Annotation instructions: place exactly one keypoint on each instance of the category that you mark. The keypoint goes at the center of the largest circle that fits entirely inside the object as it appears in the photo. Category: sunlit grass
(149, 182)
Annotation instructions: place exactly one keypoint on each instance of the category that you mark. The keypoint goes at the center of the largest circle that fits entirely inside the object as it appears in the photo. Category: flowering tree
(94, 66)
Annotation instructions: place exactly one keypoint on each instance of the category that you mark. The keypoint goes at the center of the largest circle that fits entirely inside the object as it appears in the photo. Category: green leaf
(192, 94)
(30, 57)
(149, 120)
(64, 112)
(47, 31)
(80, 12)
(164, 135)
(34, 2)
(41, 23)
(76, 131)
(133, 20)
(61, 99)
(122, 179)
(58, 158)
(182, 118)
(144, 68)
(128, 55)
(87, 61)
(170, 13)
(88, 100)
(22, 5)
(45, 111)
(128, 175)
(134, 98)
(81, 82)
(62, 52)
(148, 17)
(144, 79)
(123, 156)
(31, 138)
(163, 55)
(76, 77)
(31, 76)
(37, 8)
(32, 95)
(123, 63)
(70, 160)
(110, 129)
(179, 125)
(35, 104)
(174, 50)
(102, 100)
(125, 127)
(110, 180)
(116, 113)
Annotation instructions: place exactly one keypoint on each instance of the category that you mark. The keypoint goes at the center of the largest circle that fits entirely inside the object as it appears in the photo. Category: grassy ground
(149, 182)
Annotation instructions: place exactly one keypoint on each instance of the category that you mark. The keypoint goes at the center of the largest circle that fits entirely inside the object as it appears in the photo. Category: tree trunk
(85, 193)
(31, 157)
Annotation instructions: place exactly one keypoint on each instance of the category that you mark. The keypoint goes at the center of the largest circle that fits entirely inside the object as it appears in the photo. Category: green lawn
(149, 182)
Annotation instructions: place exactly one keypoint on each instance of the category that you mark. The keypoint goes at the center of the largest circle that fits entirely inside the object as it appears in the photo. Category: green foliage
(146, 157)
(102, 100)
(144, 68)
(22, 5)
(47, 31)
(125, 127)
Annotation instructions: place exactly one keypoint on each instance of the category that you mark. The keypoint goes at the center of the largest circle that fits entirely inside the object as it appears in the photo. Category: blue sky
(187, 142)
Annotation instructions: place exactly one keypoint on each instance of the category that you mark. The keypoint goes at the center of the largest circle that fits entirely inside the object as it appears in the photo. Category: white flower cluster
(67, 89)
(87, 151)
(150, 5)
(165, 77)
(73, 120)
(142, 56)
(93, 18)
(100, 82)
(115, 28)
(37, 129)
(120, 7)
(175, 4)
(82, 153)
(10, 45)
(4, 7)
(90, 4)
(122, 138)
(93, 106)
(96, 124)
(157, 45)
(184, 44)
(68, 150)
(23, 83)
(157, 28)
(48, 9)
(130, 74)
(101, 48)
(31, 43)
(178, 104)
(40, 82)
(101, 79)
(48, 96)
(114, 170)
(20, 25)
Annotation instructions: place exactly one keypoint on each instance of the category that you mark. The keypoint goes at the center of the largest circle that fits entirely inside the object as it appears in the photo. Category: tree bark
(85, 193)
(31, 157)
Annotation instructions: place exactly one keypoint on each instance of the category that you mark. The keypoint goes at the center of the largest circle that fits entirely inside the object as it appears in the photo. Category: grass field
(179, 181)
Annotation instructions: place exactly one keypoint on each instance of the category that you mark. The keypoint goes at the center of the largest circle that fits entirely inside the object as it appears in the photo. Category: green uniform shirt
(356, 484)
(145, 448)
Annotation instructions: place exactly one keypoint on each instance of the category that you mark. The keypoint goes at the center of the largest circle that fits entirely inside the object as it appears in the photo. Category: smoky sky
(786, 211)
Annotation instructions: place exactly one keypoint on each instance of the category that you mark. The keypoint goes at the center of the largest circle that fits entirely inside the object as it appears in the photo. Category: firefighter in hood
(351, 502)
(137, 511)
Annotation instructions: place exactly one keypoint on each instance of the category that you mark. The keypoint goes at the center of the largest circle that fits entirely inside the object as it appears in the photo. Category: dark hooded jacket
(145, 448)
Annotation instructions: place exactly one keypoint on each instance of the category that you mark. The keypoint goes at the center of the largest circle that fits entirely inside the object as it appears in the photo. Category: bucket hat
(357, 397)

****************

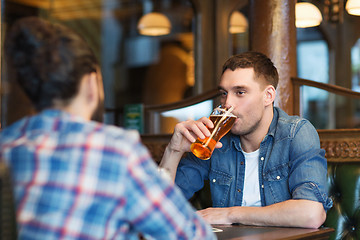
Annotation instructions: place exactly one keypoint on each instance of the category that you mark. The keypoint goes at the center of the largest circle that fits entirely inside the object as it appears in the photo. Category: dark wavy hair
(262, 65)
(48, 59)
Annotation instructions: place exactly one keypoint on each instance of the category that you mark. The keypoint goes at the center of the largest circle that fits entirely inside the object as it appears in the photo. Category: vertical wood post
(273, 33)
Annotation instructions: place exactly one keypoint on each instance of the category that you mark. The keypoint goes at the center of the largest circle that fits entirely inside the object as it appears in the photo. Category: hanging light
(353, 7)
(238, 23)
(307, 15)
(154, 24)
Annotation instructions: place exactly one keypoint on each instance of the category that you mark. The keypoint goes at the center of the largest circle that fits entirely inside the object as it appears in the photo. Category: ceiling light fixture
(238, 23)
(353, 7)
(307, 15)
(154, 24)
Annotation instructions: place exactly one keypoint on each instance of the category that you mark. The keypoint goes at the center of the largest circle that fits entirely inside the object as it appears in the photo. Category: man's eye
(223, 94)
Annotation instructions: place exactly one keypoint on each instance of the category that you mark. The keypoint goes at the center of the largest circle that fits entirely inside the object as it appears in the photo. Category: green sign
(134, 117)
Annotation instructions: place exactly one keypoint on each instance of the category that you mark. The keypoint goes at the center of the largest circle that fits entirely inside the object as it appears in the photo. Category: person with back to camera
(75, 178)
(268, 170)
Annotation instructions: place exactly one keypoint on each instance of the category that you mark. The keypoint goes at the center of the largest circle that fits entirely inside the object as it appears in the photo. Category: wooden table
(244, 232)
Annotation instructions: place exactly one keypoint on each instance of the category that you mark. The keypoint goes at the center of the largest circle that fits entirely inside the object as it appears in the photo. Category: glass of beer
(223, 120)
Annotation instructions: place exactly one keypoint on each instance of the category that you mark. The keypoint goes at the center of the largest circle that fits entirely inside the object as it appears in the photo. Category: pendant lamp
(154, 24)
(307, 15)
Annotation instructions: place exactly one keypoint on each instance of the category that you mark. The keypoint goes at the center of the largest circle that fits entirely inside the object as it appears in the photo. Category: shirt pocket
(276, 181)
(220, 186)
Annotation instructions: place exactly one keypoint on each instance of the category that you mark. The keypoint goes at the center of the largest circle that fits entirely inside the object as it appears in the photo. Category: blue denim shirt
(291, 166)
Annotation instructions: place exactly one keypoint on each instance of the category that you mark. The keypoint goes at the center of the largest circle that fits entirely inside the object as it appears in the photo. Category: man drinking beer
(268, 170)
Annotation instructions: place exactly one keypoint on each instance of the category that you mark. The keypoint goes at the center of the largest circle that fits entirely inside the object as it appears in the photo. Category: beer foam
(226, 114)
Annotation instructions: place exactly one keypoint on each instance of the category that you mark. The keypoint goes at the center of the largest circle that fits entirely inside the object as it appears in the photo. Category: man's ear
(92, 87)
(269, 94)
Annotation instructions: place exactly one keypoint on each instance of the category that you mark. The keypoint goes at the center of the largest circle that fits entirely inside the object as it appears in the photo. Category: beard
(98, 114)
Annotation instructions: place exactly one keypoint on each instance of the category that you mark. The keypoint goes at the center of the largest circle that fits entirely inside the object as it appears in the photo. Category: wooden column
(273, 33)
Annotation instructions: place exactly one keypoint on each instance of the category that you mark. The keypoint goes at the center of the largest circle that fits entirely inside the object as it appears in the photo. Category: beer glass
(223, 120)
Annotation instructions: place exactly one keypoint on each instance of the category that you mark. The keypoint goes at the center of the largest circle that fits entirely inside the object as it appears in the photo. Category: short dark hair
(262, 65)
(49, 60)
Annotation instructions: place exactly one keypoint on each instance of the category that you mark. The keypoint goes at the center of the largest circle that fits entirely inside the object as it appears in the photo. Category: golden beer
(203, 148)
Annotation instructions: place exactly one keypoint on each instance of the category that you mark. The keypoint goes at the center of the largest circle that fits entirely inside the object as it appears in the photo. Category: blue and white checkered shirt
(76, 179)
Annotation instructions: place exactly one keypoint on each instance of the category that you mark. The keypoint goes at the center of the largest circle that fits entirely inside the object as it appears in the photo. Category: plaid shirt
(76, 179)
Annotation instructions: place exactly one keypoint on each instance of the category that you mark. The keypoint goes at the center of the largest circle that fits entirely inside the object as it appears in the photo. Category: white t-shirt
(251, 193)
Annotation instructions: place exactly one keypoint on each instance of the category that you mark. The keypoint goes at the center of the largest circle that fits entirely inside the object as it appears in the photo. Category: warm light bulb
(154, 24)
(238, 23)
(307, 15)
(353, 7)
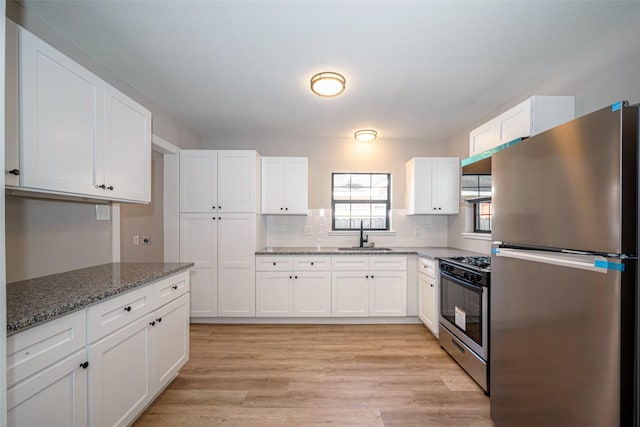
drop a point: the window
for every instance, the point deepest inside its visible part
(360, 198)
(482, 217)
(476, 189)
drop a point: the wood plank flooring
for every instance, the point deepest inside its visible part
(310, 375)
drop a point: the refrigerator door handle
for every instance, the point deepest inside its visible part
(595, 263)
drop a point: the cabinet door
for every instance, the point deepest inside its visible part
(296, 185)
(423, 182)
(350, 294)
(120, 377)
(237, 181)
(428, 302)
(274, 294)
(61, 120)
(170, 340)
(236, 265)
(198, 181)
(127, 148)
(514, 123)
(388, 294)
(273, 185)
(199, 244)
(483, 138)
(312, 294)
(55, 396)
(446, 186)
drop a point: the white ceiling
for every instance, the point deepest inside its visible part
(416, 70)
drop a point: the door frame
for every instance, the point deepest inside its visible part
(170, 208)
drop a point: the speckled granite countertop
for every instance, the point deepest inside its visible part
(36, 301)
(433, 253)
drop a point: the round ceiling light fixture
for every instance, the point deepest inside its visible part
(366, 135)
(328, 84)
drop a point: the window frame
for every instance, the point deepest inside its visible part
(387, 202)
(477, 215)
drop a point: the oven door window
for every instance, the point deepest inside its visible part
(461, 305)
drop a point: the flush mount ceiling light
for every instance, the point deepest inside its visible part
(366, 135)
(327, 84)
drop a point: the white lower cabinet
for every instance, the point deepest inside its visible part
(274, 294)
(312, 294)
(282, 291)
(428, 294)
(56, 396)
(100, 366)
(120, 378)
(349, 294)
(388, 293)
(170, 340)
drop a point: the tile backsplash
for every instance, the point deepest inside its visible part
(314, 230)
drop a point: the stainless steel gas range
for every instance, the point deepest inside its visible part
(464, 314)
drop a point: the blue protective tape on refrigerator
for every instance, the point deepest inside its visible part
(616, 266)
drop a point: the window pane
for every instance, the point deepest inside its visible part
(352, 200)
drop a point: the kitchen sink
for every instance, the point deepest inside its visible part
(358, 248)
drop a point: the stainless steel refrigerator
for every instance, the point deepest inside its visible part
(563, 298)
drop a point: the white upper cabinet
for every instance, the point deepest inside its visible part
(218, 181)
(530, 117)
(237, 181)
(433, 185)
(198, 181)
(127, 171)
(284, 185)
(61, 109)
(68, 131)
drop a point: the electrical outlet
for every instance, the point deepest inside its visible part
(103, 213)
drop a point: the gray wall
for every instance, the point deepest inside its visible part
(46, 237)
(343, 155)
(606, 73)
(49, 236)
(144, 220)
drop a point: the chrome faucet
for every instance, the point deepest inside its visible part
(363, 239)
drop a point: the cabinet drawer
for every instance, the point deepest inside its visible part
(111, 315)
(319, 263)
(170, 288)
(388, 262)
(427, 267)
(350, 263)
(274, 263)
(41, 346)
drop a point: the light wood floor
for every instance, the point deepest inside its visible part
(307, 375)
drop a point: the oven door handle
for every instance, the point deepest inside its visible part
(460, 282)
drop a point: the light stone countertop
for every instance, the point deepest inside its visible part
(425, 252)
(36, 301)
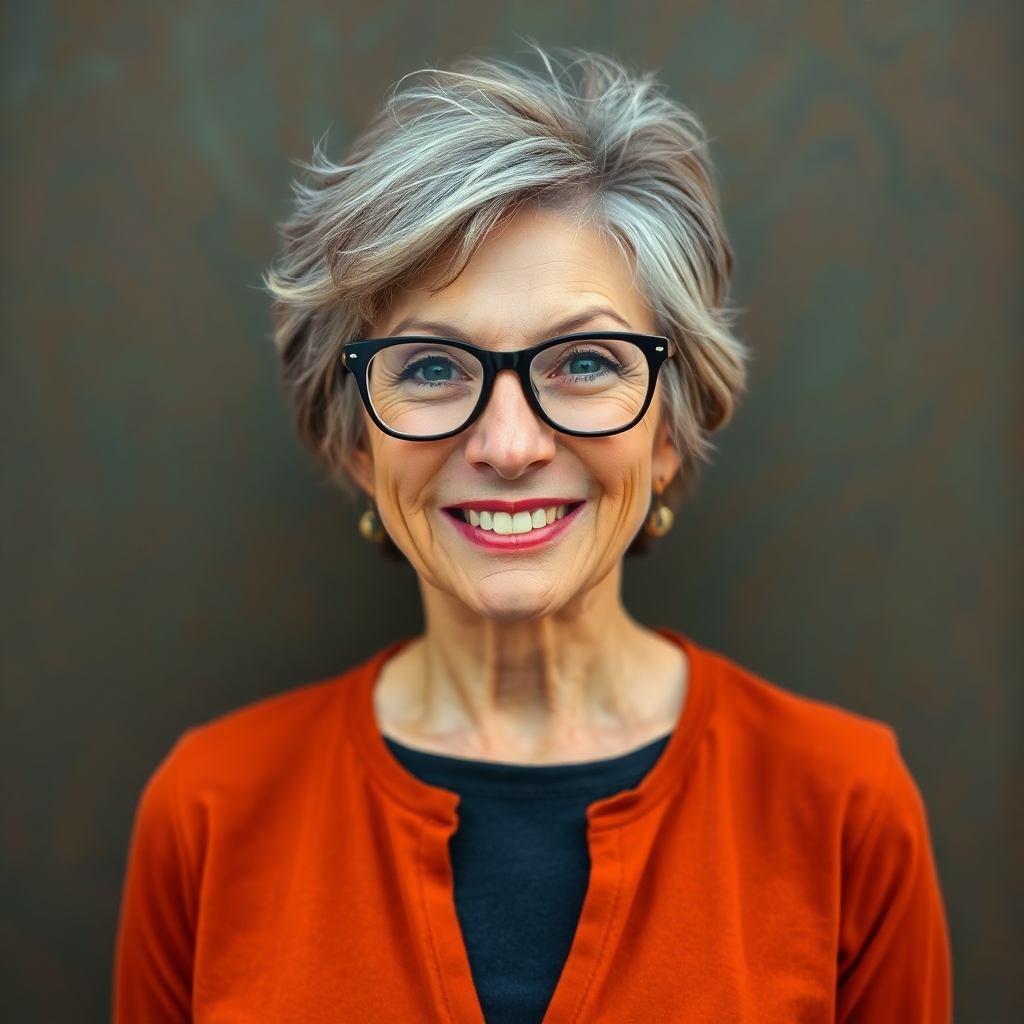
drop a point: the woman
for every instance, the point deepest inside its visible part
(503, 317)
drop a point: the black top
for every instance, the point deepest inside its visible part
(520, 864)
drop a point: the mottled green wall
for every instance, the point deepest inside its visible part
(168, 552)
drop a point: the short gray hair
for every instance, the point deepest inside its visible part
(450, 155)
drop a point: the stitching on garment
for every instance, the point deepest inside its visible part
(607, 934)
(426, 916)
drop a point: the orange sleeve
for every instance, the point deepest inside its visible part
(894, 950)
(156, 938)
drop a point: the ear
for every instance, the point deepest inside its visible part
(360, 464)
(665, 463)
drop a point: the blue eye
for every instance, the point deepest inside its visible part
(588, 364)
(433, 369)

****************

• Task instructions: All lines in the entries above that hold the word "gray" need to be copied.

• Written answer:
drop a point: the gray wall
drop a point: the short gray hair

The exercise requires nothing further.